**Exercise brief**
Within the entries below, count the lines that hold the string "wooden" and give only that number.

[Opening Given information section]

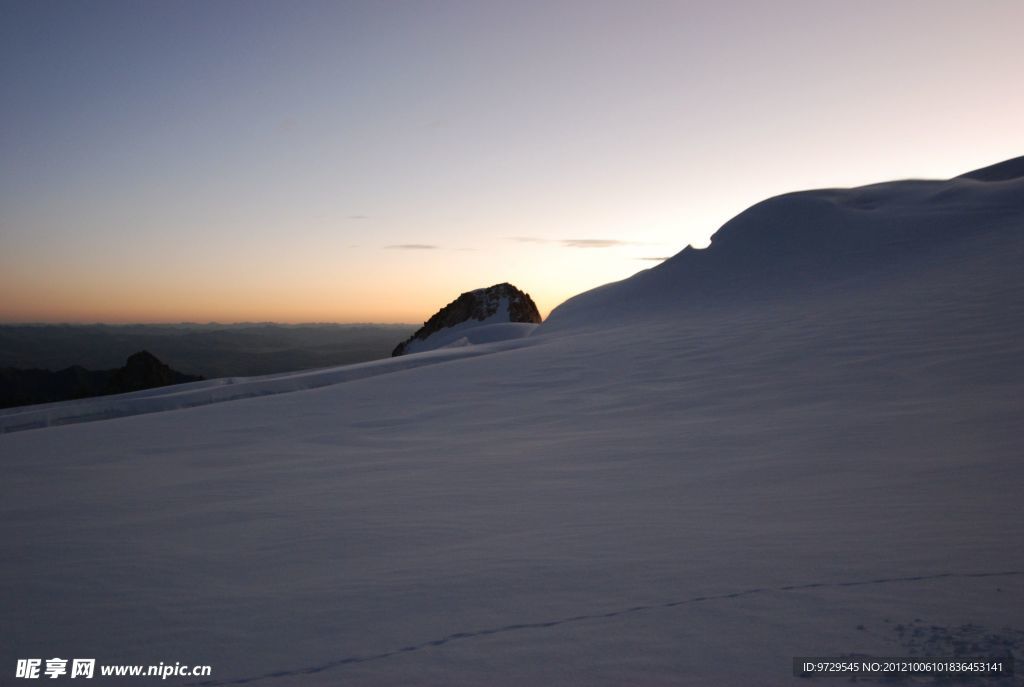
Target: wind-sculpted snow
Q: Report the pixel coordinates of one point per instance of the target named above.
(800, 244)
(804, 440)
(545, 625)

[Closing Given information section]
[Opening Given information section]

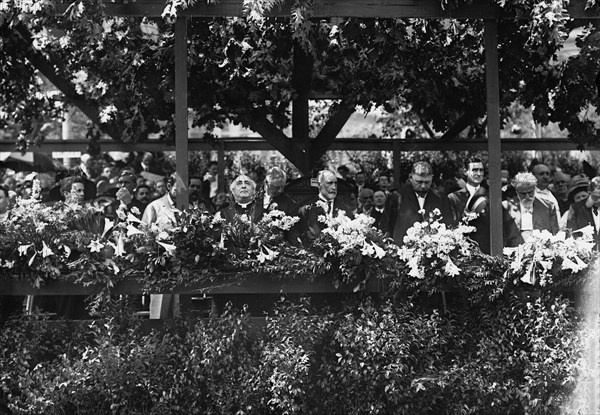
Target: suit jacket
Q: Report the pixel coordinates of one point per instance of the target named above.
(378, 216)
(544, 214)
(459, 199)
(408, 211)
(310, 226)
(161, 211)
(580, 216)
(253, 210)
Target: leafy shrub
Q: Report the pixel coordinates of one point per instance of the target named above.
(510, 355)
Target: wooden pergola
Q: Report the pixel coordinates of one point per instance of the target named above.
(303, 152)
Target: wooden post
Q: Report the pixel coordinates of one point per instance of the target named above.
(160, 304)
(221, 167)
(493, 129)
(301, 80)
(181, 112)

[Closing Given information section]
[Opening Given information section]

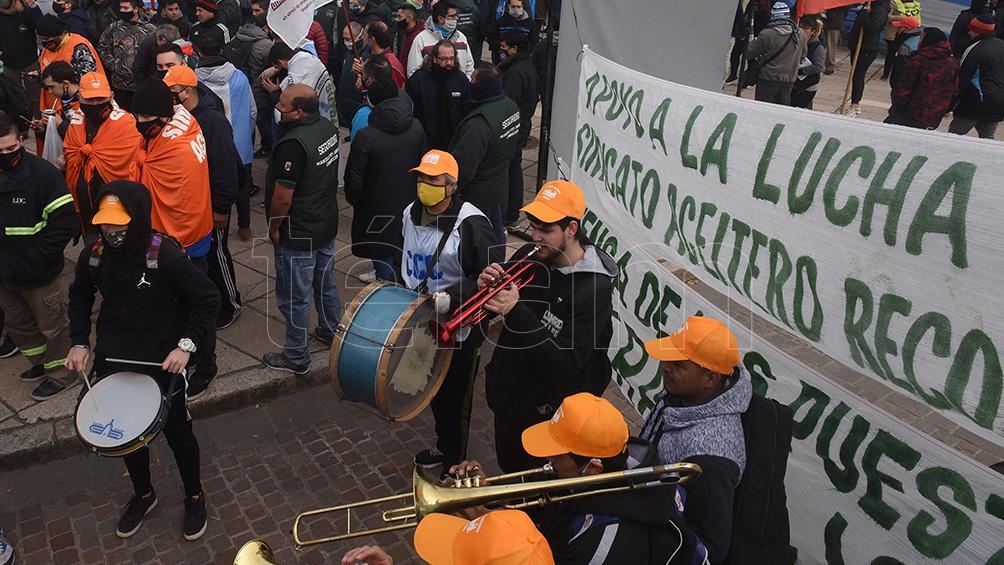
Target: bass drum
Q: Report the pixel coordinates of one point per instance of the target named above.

[Closing Given information section]

**Task response**
2